■ EXERCISE DESCRIPTION
Extend the piece about Manu's and Largey's opposing views on capitalism, beginning right after its final sentence.

■ READING TEXT
######
The colleague's position (lets call him Manu) ran parallel with Churchill's position, namely that our current system of government (and by implication economic organization) 'is the worst system of Government possible - apart from any other'. This view, broadly reflects the almost Darwinian view of Western Society that it (Western Society) is the 'natural' pinnacle of the evolution of societies, and that every other society in the World would eventually end up 'here' already if 'we' had not got 'here' first. Support for this view points to our 'freedoms' and proclaims that if people are left to be free, this (current Western Society) is where we end up. This view is further supported by pointing to the supposedly mercantile 'instincts' of people from Asian societies, a view which implies that if Asians been just a bit better at inventing things, it would be them now, not us, who effectively rule the world. Capitalism, the free market, commodity trading, it is said, are actually all just human nature. This does lead us to the curious proposition that Asians and a tiny minority of Westerners have specific 'money' genes. But as Manu and friends have already hijacked some of the thesis "The Selfish Gene"as even more support for their case, I will not pursue this particular misreading of Scientific works any further. I am, after all, not a satirist.

Largey's point was the opposite, specifically, that capitalism is not working, that humans have, still do and will in the future, choose to organize themselves along different lines than our current system, and that her brother Will is almost entirely responsible for the lack of movement on the societal level because he studies Love. Will, you see, is a philosopher, and in days of yore, his main job would be to grow a great big beard and sit in his exclusive Gentlemen's club (before retiring to his extremely rich friend's house) theorizing about how the workers of the world, oppressed as they were, had nothing to lose but a couple of old shackles, so it was way past time to start shooting anyone who was priveliged. In truth, far from fermenting revolution, what Will, and his friends actually do is philophisize, well nigh unforgiveable.
######
■ DATA SECTION
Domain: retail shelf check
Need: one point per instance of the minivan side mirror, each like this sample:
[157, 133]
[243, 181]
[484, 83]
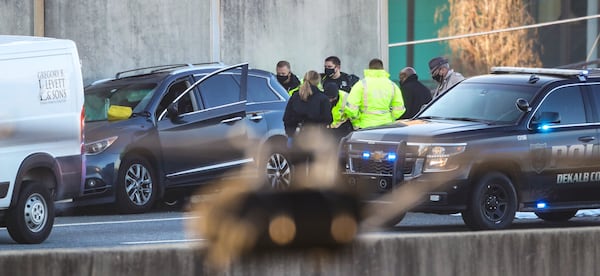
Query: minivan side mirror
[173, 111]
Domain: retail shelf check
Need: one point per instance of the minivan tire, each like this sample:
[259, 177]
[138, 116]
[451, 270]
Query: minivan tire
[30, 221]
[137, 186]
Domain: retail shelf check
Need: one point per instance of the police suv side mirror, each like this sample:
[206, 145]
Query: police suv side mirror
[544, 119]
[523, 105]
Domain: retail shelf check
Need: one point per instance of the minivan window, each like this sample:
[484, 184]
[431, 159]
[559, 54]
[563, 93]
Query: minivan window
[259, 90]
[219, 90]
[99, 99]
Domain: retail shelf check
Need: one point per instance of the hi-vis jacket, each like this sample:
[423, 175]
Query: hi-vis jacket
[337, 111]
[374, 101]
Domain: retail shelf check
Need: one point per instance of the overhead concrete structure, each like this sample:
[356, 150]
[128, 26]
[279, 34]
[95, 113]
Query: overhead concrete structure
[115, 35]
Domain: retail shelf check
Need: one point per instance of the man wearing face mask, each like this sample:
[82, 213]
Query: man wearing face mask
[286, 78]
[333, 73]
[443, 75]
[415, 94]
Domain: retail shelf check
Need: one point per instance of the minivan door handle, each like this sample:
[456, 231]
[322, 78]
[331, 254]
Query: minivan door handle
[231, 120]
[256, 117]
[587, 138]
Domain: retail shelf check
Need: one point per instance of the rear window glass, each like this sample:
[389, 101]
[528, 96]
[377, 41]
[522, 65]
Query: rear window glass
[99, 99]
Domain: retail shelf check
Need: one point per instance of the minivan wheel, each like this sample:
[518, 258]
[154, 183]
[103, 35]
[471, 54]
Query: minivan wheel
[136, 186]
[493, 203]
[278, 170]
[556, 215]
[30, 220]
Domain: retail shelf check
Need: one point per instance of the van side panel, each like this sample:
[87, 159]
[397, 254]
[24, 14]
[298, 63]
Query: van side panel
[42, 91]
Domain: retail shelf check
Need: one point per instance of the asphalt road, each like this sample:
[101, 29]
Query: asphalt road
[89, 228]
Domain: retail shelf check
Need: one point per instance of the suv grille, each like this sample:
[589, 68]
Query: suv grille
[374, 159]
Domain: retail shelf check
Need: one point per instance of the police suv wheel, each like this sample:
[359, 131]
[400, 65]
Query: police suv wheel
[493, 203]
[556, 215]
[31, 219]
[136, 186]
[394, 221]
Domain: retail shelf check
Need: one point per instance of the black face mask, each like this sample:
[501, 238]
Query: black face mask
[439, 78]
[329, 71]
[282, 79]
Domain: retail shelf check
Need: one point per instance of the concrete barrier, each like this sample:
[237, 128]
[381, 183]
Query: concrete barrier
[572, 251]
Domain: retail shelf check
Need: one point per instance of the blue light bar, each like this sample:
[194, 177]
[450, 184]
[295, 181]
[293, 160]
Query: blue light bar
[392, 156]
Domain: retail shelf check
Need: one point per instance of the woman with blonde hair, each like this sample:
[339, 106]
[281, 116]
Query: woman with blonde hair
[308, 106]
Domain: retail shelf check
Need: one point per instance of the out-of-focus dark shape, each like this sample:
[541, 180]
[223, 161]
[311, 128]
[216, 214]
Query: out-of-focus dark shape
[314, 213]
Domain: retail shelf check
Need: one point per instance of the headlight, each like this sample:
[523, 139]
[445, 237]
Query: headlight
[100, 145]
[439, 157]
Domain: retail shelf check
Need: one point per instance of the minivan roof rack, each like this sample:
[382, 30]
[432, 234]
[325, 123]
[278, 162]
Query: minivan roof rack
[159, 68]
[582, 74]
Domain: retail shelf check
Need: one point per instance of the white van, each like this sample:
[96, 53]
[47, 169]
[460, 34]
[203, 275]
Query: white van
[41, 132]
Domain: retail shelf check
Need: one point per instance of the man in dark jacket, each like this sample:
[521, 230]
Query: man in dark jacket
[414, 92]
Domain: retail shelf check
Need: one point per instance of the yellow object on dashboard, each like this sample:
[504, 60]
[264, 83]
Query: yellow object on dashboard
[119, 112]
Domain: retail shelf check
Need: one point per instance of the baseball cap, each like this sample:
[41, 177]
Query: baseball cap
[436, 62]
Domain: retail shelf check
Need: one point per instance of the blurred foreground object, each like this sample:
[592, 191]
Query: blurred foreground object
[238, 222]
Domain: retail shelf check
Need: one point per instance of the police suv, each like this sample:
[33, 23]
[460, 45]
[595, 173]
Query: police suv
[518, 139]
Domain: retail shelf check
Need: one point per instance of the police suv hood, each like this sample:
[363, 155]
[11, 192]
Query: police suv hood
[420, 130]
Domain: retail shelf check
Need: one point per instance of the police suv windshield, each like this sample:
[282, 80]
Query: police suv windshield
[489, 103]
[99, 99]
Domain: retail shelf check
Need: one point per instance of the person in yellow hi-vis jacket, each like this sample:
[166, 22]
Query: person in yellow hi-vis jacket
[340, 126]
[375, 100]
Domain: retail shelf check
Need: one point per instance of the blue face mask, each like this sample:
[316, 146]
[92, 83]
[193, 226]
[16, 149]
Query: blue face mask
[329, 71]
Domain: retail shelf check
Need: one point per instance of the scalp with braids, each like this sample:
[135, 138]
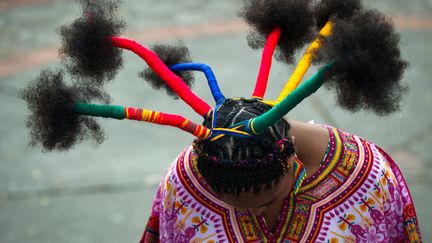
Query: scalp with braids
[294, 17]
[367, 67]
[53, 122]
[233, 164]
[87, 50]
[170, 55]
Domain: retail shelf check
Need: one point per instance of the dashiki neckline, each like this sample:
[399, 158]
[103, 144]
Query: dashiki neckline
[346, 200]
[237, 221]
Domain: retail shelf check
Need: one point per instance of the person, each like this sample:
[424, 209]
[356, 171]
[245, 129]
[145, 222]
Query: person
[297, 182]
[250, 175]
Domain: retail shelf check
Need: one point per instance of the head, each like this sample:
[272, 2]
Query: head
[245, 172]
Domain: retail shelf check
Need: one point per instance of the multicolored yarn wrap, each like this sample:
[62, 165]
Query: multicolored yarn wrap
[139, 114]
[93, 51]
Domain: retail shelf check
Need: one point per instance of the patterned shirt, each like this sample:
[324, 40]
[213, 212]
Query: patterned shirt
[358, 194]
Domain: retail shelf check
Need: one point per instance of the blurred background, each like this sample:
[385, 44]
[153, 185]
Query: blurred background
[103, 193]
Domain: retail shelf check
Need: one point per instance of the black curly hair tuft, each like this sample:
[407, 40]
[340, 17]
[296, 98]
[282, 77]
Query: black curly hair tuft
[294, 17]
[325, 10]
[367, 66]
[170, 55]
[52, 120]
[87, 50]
######
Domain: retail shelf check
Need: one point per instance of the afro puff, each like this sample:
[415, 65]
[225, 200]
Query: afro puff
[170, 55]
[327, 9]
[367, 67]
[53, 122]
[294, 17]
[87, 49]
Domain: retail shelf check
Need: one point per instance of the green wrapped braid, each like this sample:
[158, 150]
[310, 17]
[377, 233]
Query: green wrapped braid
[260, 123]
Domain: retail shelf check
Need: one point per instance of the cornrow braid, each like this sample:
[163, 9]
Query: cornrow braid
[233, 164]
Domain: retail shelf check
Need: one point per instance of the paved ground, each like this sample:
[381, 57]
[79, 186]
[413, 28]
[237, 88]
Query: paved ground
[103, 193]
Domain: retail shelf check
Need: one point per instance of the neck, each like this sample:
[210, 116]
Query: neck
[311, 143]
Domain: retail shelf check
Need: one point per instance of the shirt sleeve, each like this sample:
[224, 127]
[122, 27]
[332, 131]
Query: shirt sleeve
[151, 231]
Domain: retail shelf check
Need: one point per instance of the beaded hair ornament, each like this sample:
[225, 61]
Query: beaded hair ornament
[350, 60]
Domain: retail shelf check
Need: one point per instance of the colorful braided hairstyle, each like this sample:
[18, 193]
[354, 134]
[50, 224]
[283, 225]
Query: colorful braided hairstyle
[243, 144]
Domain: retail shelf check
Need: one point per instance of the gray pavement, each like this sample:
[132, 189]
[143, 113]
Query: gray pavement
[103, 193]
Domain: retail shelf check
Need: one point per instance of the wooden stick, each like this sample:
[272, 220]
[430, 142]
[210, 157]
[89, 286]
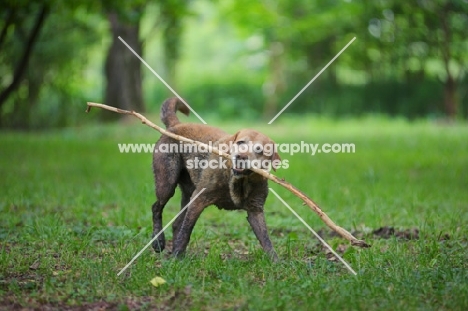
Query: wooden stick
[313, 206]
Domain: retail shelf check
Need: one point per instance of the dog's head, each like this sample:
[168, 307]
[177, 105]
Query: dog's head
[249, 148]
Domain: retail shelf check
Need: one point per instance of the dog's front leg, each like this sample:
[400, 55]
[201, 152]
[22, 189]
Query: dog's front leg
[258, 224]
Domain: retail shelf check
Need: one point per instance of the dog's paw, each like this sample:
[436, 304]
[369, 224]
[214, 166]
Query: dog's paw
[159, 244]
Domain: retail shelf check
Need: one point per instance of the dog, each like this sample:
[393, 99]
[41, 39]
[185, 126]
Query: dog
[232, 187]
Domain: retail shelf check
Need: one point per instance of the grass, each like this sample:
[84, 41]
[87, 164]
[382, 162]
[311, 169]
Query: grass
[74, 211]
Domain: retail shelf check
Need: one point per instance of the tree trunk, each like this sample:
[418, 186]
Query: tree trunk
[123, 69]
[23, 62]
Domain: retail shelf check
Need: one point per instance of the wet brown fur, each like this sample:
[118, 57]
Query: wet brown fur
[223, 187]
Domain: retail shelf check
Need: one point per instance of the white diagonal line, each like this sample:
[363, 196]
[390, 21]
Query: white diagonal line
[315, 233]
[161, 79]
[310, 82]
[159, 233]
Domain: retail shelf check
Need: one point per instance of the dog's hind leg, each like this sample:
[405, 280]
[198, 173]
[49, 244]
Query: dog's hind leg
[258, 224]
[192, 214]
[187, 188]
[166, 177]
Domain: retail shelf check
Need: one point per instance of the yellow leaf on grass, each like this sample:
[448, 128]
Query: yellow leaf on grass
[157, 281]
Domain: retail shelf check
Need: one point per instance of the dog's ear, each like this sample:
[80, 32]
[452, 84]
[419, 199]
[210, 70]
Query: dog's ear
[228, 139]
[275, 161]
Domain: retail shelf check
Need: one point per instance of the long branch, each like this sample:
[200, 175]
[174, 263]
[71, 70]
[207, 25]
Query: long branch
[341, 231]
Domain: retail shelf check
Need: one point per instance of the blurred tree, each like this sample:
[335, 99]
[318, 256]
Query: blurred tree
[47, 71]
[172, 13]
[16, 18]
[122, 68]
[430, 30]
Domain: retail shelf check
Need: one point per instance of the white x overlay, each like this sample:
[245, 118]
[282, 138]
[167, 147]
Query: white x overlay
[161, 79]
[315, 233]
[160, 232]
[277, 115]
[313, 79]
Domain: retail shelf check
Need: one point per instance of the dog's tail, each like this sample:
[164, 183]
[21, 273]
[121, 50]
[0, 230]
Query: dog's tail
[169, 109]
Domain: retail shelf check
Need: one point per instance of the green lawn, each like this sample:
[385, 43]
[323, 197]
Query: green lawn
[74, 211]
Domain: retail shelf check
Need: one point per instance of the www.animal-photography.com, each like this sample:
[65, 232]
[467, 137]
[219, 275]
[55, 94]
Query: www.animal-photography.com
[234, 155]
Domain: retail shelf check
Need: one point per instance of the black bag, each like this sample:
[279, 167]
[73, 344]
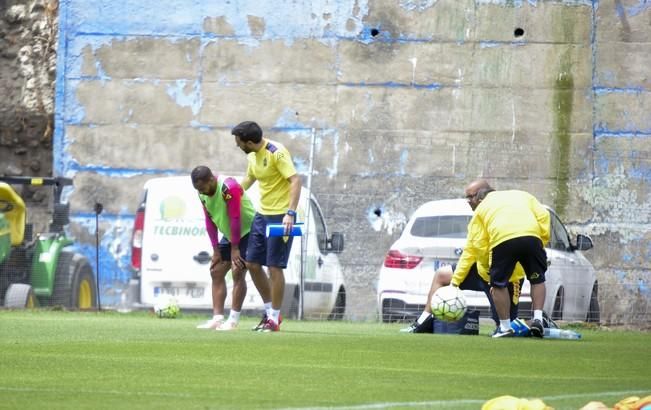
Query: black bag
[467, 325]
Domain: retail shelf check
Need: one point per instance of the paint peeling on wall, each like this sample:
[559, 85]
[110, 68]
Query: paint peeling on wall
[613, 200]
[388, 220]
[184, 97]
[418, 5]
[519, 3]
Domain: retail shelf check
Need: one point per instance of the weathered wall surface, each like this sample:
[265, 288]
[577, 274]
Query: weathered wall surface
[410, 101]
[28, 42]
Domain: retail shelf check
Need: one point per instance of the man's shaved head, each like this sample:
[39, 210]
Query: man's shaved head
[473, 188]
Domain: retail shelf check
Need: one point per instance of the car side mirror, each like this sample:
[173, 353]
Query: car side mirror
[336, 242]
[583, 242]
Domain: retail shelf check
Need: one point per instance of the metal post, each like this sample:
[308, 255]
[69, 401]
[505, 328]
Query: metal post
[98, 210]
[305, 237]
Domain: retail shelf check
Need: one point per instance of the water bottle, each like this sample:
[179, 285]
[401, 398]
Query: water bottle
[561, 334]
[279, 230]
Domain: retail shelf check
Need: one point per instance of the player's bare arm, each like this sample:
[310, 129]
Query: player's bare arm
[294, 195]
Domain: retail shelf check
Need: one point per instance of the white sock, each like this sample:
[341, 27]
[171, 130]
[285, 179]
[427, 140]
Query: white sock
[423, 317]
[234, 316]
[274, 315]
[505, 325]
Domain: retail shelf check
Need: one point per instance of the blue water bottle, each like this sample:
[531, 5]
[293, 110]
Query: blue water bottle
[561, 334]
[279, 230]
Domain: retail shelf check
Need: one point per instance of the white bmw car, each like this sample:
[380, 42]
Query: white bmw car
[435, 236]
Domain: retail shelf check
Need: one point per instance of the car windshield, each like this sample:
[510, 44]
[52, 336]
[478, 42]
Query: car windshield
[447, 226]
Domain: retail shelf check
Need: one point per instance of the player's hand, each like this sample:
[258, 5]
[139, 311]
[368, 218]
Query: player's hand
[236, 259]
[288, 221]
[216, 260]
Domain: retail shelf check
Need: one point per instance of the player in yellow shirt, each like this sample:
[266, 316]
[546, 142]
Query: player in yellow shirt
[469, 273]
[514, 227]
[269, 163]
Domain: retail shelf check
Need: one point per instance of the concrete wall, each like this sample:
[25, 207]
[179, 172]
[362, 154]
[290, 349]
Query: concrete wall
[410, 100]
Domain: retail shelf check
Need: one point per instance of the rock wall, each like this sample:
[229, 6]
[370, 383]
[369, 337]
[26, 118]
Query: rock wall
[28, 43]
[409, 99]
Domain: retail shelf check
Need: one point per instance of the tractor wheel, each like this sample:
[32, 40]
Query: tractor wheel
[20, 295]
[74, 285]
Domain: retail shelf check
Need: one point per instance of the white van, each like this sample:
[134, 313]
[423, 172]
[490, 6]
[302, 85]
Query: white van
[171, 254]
######
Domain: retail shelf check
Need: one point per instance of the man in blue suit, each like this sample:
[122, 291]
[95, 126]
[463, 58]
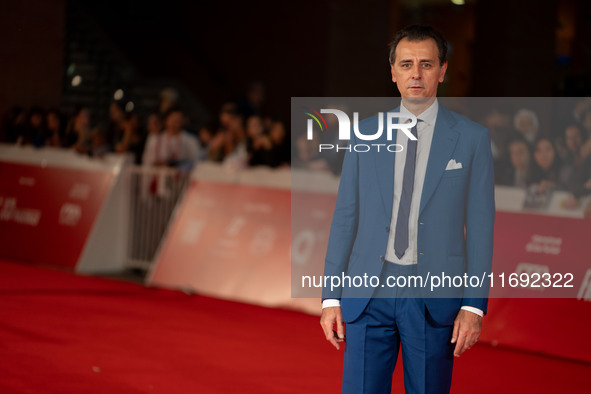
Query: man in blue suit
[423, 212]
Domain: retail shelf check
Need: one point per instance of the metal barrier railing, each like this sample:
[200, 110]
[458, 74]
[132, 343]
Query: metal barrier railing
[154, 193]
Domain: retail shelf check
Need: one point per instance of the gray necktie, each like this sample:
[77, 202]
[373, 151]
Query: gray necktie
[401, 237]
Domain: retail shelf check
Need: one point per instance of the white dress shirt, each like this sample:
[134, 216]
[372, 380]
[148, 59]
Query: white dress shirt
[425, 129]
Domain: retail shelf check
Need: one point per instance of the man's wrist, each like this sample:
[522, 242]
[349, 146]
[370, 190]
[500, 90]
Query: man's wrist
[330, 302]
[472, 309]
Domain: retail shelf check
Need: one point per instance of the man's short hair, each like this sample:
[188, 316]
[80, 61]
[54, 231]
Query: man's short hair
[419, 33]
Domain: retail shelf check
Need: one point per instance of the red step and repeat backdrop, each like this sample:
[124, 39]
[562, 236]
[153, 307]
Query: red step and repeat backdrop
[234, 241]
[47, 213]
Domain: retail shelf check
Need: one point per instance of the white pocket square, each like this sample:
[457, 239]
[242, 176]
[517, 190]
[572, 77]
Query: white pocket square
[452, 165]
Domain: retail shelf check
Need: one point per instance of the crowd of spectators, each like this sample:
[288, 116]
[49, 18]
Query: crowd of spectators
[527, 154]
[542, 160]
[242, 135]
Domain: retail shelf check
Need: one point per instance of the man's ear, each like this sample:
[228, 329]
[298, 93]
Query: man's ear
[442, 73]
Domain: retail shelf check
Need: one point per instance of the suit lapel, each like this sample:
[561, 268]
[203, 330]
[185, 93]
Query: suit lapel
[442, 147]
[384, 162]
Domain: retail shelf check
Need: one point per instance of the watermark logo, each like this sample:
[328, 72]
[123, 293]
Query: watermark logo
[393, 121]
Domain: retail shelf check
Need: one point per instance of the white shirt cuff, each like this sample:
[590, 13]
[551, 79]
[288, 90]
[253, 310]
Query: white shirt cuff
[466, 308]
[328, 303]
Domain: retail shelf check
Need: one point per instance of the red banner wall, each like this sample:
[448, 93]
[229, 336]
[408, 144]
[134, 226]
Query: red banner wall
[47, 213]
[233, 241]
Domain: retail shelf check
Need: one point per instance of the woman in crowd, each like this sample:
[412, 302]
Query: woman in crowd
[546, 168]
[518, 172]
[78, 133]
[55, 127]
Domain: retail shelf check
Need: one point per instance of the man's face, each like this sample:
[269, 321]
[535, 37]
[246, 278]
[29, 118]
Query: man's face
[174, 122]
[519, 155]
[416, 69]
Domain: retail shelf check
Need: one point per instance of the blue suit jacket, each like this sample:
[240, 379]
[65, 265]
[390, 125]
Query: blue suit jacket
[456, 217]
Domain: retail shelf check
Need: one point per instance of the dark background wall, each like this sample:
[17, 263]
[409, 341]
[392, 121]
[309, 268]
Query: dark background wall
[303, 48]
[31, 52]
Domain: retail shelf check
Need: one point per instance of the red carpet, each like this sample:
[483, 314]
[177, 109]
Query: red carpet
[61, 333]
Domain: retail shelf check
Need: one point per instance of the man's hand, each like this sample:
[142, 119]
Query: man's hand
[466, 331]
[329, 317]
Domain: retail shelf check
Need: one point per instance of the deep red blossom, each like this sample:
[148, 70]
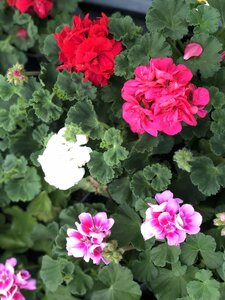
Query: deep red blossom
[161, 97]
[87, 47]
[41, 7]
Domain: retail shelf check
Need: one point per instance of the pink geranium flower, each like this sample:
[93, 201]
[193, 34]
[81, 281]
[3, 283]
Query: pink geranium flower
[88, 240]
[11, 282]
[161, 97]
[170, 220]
######
■ RESPONSE TO THIS EXERCISE
I tend to disagree that Will is entirely responsible for the current state of the World, although he has, from time to time, been responsible for my feeling that the World is just about to end, but that is mainly because he went through a period of using Prozac as a salad dressing, and as we all know, even Ranch is preferable. I do however, agree with Large about the rest. Even in Hull, as I have mentionewd before, we have a large number of direct acquaintances who have lost jobs, savings, pensions, business as a direct result of the current 'downturn'. In a world of plenty, this is unacceptable. In the months and years ahead, people in this marvellous 'here' will not be put into hardship because of drought, famine, disease or warfare, but because a system which exists purely to make very rich people even richer has failed as a direct result of the misjudgements of those very rich people. When I write that sentence, and realize just how absurd is the system that we have chosen to use to organize ourselves , I am tempted to re-visit the Alpha Centauri theory.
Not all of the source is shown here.